» **Brief**
Every entry below should be returned exactly as it appears, with pictures left out.

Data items
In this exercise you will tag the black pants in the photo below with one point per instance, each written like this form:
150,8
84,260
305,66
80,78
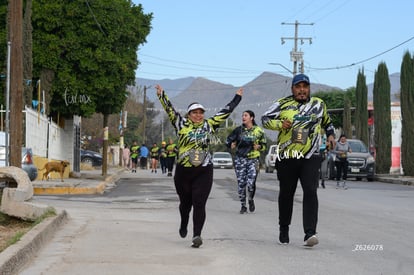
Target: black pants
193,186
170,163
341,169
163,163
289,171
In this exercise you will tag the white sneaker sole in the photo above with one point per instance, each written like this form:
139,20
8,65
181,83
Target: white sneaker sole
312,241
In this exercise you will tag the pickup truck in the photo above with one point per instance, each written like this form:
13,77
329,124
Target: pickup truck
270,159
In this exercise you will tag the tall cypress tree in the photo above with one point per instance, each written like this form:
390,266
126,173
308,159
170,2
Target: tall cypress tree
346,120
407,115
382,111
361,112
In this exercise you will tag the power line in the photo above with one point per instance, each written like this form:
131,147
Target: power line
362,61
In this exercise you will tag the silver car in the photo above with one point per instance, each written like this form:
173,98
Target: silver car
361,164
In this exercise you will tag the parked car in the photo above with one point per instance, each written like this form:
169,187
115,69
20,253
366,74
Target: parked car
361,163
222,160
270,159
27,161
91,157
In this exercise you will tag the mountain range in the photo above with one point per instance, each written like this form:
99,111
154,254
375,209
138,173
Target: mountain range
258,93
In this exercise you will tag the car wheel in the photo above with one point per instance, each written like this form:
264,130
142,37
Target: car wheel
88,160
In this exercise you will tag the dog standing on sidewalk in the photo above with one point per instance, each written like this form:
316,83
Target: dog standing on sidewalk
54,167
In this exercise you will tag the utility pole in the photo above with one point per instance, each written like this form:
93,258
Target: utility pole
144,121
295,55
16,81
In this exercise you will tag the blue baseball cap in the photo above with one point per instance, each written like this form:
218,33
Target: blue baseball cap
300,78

» **Output of the task**
In this exercise you will tag the black pants in the photo below with one point per instance, each written like this form:
150,8
84,260
305,66
80,78
Target: black pants
193,186
170,163
341,169
163,163
289,171
In this exercise you will tag the white sneaker sole in the photo above with one point per instance, each written like this form:
139,20
8,65
181,83
Target: white sneaker sole
312,241
In this exercise you will tag the pickup truck in the photo above with one point per instance, each written like this form:
13,77
329,124
Target: pickup truck
270,159
In this exercise you will tag the tall cypress tree in the photo above with one point per instance, each written like this form:
390,266
126,173
308,159
170,2
Target: tall cypress tree
346,120
407,115
382,111
361,112
In this exercise you will tag the power line in the photo above with one point per instance, each written like this form:
131,147
Target: power line
362,61
In this exercise you will tag the silver car in the photo above with one point per instance, each written like this form:
173,98
Target: silver car
361,164
In this exercise you will tag the parked car in the photo above with one point per instance, each written like this form:
169,187
115,69
20,253
366,74
Target: parked car
361,163
222,160
270,159
27,161
91,157
In this exercise you will tag the mountain range in the photo above with one point per instance, each written like this form:
99,111
154,254
375,209
138,173
Target: mountain range
258,93
In this exercise you will tag the car wheel in the photo above with one point per instance, each written like this form:
264,130
142,37
Target: car wheel
88,160
In this exercise you will tag the dog standing on sidewalk in the photo above with one point per instance, each written like this form:
316,83
Target: dog standing on sidewalk
54,167
In this exercise you will tag the utility pole in the photo above with one point per instance, each written like this form:
93,258
Target: utility pole
144,121
295,55
16,81
In this exercise you will tag the blue baseball cap in the photo above with one point per instance, each written like this form:
218,33
Target: blue baseball cap
300,78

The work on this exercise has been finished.